begin Exercise inputs

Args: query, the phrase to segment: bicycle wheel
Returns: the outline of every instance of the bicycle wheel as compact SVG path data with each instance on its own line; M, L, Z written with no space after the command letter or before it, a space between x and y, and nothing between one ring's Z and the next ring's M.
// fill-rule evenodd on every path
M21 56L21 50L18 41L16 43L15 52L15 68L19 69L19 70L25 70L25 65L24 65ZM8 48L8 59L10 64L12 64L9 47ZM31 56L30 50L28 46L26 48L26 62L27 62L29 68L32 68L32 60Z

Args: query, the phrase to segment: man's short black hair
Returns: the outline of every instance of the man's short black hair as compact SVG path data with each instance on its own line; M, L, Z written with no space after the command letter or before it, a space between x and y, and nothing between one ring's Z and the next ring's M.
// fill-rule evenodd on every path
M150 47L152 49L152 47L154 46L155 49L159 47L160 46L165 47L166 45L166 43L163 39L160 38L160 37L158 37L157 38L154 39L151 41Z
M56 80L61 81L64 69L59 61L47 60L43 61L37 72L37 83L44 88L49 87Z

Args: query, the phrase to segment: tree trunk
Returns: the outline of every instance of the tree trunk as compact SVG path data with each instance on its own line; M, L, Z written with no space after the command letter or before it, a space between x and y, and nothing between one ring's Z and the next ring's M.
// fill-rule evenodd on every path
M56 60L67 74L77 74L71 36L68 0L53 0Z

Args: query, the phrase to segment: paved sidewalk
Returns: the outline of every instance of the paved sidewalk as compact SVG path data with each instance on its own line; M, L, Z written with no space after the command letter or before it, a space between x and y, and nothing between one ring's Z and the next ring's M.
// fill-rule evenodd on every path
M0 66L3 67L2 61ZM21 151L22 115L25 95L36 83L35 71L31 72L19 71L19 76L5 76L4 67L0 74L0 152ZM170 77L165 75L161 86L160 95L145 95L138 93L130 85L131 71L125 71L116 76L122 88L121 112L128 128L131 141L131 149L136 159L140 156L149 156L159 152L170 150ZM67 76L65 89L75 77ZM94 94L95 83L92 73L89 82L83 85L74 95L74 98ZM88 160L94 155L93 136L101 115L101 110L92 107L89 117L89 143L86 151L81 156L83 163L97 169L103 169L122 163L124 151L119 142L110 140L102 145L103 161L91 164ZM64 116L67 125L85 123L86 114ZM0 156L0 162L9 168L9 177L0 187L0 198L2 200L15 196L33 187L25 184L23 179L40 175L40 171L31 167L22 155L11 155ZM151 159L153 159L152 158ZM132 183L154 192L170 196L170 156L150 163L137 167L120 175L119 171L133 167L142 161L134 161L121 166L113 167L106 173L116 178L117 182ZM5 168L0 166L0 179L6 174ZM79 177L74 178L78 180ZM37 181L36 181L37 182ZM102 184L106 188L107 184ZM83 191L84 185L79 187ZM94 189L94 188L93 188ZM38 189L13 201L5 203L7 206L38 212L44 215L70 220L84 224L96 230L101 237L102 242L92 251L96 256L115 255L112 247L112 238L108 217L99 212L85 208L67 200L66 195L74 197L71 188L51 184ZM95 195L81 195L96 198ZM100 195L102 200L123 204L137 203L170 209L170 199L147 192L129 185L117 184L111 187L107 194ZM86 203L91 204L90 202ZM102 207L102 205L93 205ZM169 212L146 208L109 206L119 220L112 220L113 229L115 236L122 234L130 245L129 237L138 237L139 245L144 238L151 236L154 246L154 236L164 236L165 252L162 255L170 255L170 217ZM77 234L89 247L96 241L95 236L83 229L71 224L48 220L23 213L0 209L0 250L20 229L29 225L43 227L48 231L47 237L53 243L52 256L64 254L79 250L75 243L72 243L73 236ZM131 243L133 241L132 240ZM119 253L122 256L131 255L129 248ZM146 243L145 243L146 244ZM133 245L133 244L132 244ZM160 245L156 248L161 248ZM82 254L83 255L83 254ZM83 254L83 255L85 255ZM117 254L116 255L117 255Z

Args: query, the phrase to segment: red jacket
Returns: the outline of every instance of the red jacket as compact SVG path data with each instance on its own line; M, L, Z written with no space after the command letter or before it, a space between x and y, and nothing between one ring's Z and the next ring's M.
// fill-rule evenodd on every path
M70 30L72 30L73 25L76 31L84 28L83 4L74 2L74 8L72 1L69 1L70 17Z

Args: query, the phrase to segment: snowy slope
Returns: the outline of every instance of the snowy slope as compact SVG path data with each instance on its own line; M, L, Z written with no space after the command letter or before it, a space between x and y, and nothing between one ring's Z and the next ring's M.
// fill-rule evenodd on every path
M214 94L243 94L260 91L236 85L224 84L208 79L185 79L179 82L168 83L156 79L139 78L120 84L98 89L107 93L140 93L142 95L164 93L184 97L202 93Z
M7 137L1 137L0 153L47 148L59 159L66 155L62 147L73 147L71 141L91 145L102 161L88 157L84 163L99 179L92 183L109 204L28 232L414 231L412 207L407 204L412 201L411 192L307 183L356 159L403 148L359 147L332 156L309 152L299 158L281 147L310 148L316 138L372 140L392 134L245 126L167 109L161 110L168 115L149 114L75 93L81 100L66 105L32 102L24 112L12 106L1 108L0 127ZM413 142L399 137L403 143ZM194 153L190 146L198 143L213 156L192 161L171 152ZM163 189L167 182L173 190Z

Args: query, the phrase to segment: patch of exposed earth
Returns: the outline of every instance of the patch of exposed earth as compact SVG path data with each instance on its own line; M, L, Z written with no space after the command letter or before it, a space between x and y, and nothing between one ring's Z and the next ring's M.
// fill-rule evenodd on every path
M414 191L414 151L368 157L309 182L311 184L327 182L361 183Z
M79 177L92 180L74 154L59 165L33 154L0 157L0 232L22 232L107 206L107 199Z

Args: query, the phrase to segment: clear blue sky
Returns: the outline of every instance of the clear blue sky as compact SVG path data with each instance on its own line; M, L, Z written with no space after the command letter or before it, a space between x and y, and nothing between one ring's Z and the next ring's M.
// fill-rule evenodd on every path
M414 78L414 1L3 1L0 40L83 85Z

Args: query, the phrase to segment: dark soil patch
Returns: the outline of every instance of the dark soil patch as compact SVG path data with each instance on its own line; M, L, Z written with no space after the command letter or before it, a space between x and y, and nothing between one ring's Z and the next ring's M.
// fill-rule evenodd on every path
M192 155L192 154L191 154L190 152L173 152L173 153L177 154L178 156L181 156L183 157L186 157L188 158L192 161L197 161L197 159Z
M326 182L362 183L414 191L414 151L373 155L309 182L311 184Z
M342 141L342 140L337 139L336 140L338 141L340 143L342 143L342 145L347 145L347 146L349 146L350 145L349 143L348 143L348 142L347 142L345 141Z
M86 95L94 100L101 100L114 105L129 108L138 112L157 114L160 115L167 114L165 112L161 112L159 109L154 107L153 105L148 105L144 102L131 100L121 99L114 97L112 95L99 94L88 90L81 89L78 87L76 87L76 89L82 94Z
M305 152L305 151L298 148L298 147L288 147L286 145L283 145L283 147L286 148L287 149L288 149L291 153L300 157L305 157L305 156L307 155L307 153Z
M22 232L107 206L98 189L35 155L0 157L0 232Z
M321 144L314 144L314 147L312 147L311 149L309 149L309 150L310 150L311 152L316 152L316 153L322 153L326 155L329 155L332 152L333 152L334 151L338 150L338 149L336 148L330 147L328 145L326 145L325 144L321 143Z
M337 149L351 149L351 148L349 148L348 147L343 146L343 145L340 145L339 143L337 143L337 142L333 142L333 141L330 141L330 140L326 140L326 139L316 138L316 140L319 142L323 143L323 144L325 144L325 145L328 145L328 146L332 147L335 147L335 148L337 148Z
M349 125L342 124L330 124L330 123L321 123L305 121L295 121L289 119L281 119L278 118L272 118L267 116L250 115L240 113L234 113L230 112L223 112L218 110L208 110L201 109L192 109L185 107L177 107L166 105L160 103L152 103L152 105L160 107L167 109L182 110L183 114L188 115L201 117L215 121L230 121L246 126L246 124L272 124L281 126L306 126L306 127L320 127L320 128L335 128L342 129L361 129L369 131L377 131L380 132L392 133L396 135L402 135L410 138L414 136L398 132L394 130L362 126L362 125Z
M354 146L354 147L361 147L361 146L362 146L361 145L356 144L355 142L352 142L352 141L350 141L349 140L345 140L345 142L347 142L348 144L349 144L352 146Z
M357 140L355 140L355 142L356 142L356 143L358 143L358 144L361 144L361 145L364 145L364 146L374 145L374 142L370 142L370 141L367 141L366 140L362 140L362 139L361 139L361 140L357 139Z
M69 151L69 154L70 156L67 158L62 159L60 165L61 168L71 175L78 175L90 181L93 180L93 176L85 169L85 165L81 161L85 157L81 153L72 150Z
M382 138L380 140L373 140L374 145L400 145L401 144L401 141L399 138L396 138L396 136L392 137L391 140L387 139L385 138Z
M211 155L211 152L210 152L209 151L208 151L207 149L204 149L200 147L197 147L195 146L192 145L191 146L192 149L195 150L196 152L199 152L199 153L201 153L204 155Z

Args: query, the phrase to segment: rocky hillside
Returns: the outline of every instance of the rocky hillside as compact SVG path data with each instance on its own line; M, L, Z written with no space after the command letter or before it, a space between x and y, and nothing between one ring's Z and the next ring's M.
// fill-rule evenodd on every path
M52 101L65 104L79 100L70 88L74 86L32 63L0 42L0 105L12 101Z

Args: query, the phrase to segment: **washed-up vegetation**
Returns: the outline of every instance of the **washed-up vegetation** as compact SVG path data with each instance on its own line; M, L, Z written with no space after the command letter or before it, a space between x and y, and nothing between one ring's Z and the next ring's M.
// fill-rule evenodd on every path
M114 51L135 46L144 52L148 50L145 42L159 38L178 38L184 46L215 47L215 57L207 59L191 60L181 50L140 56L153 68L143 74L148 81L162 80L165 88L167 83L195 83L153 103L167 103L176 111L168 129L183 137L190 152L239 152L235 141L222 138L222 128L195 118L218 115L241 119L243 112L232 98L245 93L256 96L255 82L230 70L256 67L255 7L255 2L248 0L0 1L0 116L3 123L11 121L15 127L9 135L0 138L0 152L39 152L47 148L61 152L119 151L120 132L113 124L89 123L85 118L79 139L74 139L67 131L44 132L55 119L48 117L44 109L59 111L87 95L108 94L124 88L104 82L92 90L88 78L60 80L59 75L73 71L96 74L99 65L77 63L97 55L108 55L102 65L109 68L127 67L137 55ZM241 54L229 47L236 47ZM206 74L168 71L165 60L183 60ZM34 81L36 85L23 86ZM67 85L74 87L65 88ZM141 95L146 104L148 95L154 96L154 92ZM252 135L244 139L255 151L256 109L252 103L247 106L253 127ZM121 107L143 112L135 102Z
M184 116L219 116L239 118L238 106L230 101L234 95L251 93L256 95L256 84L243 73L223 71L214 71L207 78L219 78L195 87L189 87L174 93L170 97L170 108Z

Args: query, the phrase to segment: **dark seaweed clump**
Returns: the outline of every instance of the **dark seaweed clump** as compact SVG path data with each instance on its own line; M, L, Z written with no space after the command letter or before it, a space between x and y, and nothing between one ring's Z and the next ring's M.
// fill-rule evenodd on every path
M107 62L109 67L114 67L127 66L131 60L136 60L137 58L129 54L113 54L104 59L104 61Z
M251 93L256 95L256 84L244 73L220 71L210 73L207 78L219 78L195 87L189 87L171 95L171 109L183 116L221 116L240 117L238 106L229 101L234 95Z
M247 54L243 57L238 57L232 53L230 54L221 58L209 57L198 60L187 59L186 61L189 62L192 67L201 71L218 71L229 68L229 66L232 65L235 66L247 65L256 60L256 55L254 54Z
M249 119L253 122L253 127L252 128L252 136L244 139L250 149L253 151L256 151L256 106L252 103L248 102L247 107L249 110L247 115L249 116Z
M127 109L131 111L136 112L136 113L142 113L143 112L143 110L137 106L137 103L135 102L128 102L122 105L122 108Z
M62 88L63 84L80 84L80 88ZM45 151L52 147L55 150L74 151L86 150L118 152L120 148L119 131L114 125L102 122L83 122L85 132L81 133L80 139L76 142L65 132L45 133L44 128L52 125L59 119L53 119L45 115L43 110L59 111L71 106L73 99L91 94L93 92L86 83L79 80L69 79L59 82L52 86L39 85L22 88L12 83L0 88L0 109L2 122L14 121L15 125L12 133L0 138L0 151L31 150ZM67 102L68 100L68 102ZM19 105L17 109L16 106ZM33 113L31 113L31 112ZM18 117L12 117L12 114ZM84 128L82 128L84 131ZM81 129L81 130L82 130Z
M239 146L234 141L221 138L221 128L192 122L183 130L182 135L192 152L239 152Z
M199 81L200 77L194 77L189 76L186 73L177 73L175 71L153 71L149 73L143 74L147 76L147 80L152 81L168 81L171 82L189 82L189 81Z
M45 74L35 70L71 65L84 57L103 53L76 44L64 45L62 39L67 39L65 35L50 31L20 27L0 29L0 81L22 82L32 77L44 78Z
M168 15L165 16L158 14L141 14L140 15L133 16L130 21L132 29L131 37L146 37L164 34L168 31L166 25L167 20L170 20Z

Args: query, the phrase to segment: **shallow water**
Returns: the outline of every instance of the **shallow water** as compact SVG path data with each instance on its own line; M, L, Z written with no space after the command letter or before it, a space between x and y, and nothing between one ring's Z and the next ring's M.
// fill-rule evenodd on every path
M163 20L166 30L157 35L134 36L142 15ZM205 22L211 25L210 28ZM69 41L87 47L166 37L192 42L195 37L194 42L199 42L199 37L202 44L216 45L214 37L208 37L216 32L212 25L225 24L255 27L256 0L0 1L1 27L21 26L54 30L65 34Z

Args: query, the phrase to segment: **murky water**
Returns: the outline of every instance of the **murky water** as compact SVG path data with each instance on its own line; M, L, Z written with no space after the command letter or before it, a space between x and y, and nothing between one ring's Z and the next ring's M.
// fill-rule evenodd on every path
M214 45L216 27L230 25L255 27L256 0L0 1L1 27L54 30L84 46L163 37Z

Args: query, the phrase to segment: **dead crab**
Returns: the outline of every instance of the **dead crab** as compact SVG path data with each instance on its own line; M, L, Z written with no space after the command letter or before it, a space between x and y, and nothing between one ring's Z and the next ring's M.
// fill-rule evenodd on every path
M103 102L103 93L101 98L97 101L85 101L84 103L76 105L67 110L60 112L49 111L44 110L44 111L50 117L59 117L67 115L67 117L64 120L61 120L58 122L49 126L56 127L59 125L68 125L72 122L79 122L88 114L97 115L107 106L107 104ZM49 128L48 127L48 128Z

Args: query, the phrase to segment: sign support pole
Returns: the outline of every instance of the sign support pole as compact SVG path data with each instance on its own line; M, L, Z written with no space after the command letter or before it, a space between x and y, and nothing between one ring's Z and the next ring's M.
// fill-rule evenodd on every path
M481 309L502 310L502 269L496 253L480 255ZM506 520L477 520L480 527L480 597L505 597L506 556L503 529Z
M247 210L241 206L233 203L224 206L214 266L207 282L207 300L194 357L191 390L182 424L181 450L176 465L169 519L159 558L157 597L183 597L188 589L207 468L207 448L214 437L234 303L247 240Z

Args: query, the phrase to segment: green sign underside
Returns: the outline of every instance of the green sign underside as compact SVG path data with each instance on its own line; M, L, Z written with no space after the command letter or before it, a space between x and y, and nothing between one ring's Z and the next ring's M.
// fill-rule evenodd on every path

end Exercise inputs

## Request
Please extract exactly, and only, the lines from the line containing "Args: query, the phrase to segment: sign" through the last line of the records.

## Reply
Args: query, the phrase to segment: sign support pole
Returns: the outline of every instance of the sign support pole as compact SVG path data with each instance on its own line; M, L, Z written with no space after the command letter or before it, a space between x and y, and nothing between one ring's Z and the next ring's M.
// fill-rule evenodd on every path
M481 309L502 310L502 269L496 253L480 255ZM506 520L477 520L480 527L480 597L505 597L506 556L503 529Z
M247 210L241 206L233 203L224 206L214 266L207 282L207 300L194 357L191 390L182 424L181 450L176 465L169 519L159 558L157 597L183 597L188 589L207 468L207 448L214 437L234 303L247 240Z

Args: query, the phrase to segment: green sign underside
Returns: the outline of every instance of the green sign underside as compact SVG path data with each instance on its own line; M, L, Z written with no space after the command letter or before it, a space between x and y, and nothing between one ring's Z and the next ring's M.
// fill-rule evenodd on every path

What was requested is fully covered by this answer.